◆ ACTIVITY ◆
Your job is to write out each record exactly, leaving none out.
· · · ·
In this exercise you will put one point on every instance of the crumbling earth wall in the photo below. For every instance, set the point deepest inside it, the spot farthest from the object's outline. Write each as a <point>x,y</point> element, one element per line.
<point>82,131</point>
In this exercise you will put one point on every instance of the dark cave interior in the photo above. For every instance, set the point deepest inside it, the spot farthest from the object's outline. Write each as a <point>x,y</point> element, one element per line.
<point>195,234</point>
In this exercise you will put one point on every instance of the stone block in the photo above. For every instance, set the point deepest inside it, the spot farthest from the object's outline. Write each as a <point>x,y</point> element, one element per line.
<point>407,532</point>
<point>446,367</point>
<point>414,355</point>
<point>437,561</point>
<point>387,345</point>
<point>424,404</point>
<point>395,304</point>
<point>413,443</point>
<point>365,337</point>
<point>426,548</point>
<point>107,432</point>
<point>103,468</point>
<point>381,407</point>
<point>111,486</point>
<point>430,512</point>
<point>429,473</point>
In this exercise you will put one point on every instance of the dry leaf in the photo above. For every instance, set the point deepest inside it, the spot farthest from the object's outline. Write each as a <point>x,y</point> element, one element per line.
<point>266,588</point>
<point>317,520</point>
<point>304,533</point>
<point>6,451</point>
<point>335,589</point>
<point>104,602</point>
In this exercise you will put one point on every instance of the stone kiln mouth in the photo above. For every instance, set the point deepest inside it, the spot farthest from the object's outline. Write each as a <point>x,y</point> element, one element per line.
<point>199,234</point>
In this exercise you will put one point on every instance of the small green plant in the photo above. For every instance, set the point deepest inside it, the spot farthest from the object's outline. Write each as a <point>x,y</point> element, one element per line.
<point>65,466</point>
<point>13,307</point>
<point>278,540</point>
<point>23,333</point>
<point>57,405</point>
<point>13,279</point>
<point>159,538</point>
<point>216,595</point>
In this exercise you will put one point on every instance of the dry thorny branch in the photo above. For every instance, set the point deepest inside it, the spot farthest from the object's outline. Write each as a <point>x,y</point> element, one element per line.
· · · ·
◆ ANSWER TO THIS EXERCISE ◆
In this exercise you will put one point on every instance of the crumbling earth wall in the photo below. For every instance, set the point deepest inside it, the spot farthest from the object's outline. Write each as a <point>x,y</point> element, one element per line.
<point>82,131</point>
In this exercise you will put one point on every instance of the dark cave interior in the photo above. For every instance, set the point deepest inside it, the spot farthest from the object's outline. Write each as a <point>x,y</point> element, one element per line.
<point>195,234</point>
In this exercise you will put one point on every instance of the stone block in the photo above. For every instance, set the point deepest inside it, the spot farthest from the object's outline. Write each as a <point>x,y</point> element, one element per line.
<point>407,532</point>
<point>446,367</point>
<point>414,355</point>
<point>437,561</point>
<point>387,345</point>
<point>424,404</point>
<point>395,304</point>
<point>413,443</point>
<point>365,337</point>
<point>426,548</point>
<point>107,432</point>
<point>103,468</point>
<point>381,407</point>
<point>111,486</point>
<point>430,512</point>
<point>429,473</point>
In this exercise you will put one point on every instance of the dry leaf in the photo above. For every instance, set the point deepest inside it, the spot farthest from the object's outline. Write each as a <point>x,y</point> element, one element per line.
<point>266,588</point>
<point>317,520</point>
<point>304,533</point>
<point>6,451</point>
<point>335,589</point>
<point>104,602</point>
In this exercise you will put one point on every instance of the stone kiln mouth in the photo above. For every instance, set the point deepest inside it, the spot farthest from the object's outline. Write each as a <point>x,y</point> element, one element per line.
<point>199,234</point>
In this exercise you will put one point on every instance of the small green plant in the photo above. For every instance, set the point deepest inside it, the spot farthest from the object's outline. Write each as a <point>x,y</point> element, one element per line.
<point>65,466</point>
<point>13,307</point>
<point>278,540</point>
<point>23,333</point>
<point>57,405</point>
<point>13,279</point>
<point>159,538</point>
<point>216,595</point>
In this exercise you will put one point on every instance of the dry thorny branch in the photo above. For every instance, set the point deepest inside it, the spot farthest from the object's outline. Write each as a <point>x,y</point> element, one element per line.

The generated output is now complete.